Igualmente, na loja, havia um carneiro e um chibo que, pelo que ouvia, faziam patifarias às suas companheiras, porque eu ouvia-as gritar de excitação ou de susto, não sei.

Com que encanto acordava nas manhãs, ouvindo toda a vida próxima, os animais pedindo comida, o chilrear dos passarinhos, o zumbir de todo o estilo de insectos, o aroma a terra orvalhada, a brisa fresca, o perfume das flores, o sol despontando sereno por cima da minha janela…

Adorava os dias lindos, os brilhantes dias de sol, até a minha silhueta ficava mais bonita, gostava de ouvir as gentes nas suas cantigas ao desafio, ficava feliz quando os passarinhos pousavam nos meus beirais, delirava com o cantar dum melro tenor, que cantava na cerejeira em frente e que todos os anos fazia o ninho numa silveira que havia ao lado dum vizinho olival.
• • • • •
### O que se pede
- 1) Edite o trecho do texto sobre a vida no campo que abre com as palavras "Adorava os dias" e fecha com "dum vizinho olival.", substituindo "cerejeira" por "laranjeira".
- 2) Prossiga o texto sobre a vida no campo a partir do ponto em que termina.
Os registos são material à parte, independente do texto sobre a vida no campo.

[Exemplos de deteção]
• • • • •
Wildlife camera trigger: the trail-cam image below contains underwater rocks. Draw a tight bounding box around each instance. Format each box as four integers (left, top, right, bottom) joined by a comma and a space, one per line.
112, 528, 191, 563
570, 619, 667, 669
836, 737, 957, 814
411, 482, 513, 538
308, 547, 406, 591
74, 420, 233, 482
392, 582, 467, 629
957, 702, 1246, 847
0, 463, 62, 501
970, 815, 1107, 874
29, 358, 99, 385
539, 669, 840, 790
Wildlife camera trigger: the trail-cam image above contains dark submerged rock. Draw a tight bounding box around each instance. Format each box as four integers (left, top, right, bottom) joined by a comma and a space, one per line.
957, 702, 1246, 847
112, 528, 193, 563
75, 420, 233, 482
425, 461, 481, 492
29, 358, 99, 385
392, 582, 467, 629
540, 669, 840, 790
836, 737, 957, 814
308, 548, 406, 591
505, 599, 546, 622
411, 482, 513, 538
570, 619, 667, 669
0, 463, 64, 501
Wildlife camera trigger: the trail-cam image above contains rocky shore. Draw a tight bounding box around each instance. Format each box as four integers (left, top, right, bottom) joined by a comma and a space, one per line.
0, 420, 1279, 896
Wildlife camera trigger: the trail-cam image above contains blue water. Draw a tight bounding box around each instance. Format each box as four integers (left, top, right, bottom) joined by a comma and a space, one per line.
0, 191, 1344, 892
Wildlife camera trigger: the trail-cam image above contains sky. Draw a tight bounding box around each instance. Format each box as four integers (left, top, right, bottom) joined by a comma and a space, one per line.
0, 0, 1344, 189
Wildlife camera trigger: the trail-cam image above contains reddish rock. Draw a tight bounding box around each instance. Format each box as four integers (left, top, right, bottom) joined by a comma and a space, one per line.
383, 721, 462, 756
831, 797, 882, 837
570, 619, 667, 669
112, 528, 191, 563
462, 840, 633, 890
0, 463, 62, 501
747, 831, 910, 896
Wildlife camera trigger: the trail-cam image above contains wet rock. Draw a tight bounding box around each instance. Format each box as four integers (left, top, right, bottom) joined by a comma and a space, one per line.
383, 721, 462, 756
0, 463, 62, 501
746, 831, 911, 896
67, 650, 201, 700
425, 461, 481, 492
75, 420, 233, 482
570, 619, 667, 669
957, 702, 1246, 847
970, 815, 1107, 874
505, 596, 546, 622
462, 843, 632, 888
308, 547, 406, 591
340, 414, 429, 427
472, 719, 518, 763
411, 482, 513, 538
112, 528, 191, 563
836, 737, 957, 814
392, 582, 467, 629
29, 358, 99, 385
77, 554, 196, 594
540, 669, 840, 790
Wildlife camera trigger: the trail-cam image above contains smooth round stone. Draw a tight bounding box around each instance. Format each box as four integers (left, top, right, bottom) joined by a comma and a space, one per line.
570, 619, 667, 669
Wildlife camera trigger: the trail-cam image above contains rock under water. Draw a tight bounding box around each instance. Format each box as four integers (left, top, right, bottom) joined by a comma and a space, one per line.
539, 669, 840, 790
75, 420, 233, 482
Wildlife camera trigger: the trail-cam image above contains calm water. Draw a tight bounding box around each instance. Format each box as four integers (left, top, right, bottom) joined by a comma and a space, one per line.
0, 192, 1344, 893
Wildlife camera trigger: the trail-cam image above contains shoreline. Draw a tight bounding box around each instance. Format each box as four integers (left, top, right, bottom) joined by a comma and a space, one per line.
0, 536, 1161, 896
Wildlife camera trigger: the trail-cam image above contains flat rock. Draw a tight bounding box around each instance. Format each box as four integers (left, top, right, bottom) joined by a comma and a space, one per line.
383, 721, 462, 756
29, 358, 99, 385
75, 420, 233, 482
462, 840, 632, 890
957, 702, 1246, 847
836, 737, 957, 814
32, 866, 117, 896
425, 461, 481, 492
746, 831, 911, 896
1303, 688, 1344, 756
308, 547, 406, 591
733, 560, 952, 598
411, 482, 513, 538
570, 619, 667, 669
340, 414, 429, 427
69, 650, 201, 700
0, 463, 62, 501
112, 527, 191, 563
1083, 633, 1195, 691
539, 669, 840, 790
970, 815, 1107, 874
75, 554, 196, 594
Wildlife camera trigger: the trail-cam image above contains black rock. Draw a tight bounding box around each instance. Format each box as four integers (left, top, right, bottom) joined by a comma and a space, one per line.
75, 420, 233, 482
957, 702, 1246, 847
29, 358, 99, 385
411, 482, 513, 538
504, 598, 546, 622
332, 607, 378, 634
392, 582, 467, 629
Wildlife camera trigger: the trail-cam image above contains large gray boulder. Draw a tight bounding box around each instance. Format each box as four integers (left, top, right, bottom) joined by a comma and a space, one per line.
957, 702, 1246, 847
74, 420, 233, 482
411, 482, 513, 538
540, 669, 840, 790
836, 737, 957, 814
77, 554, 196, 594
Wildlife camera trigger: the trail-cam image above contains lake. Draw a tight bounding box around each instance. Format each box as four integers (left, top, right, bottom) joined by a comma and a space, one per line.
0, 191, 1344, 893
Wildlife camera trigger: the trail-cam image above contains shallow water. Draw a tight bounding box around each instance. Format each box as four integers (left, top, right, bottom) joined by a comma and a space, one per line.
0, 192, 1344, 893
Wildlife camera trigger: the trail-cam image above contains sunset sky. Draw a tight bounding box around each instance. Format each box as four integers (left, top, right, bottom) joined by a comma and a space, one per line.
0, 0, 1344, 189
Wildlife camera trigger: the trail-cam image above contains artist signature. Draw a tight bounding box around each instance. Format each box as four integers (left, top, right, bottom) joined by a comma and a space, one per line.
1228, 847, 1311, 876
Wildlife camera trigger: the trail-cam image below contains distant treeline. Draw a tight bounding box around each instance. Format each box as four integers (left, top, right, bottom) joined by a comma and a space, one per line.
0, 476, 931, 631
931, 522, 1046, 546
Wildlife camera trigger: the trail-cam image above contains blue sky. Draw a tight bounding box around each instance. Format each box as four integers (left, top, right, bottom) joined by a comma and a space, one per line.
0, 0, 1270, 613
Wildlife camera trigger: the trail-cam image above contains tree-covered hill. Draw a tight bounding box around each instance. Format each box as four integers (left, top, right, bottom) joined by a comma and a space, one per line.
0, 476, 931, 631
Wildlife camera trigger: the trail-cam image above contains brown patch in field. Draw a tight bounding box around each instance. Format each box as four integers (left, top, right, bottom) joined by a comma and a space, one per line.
• • • • •
### Resultados do exercício
- 1)
Adorava os dias lindos, os brilhantes dias de sol, até a minha silhueta ficava mais bonita, gostava de ouvir as gentes nas suas cantigas ao desafio, ficava feliz quando os passarinhos pousavam nos meus beirais, delirava com o cantar dum melro tenor, que cantava na laranjeira em frente e que todos os anos fazia o ninho numa silveira que havia ao lado dum vizinho olival.

- 2)
Gostava, igualmente, das noites de luar, aqueles lindos luares de Agosto e Janeiro, em que a Lua surgia na serra do Vieiro, primeiro tímida e depois em todo o seu esplendor e logo a noite era dia, ocasião dos romantismos e das paixões, dos beijos e dos suspiros, que o meu ouvido conseguia captar na calada da noite.
Nesses momentos, o luar reflectia a sombra elegante da minha estrutura, e esta visão fazia-me sentir menos só, parecia que tinha ao lado uma alma gémea, e suspirava, sonhava como os mortais.

Nunca tive conhecimento da minha idade, permaneci sempre igual, nunca os meus donos se preocuparam em dar-me um aspecto mais belo, deste modo fui envelhecendo, comecei a sentir que o vento passava mais facilmente pelas frestas existentes, algumas traves estavam a ficar esburacadas devido ao bicho da madeira, o chão principiava a ter buracos, as tábuas a apodrecer, aparecia o musgo e a hera a tapar a beleza do meu corpo…

Já tinha conhecido duas ou três gerações de donos e os actuais também já não eram muito novos, assim foi sem surpresa que um dia apareceu um homem estranho para vir buscar o gado, pela conversa, tive conhecimento de que os animais tinham sido vendidos e a casa ia ficar somente para arrecadação, melhor dizendo, abandonada!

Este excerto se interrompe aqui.